## REQUIREMENT
Please copy out the lines of the material from the line containing "white house. Overlapping instances should get separate boxes." through the line containing "[355,182,410,217]", inclusive, reproducing them word for word.

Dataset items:
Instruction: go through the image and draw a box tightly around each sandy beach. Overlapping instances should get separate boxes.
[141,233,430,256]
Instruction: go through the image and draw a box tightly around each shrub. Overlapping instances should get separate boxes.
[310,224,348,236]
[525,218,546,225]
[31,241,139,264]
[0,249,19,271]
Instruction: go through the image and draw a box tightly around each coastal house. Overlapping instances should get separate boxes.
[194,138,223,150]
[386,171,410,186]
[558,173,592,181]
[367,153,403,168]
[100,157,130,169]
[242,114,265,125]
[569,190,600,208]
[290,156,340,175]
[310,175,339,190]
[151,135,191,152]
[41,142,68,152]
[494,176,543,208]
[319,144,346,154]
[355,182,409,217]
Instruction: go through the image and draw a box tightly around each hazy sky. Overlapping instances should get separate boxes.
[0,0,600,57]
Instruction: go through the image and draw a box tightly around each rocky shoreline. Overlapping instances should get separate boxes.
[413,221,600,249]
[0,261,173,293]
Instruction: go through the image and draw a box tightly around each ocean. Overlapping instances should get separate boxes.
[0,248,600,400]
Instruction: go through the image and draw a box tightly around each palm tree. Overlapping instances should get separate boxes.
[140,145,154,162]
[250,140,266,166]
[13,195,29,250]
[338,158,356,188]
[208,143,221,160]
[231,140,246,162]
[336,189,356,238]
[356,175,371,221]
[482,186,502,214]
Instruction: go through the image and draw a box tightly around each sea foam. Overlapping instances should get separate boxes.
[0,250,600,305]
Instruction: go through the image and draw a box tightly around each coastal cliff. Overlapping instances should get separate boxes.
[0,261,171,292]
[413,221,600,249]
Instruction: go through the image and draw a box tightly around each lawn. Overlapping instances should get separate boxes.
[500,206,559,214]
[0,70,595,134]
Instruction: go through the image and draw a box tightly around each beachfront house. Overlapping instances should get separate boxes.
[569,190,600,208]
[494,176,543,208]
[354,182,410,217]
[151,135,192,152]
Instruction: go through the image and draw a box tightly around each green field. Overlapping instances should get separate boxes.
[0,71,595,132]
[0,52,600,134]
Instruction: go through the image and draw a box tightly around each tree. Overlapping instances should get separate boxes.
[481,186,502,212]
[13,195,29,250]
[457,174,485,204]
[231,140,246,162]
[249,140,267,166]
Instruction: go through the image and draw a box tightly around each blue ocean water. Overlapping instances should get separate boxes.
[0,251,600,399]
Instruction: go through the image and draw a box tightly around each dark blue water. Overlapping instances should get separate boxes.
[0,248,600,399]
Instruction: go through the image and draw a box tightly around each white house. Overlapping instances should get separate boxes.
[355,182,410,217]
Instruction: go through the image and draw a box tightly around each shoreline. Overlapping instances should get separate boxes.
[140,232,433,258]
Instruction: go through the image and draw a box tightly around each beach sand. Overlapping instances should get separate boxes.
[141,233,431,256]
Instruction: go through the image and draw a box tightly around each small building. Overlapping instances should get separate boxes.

## THE OUTPUT
Instruction: go through the image and draw a box tightly around each white house. Overlapping instances should get separate boxes.
[355,182,410,217]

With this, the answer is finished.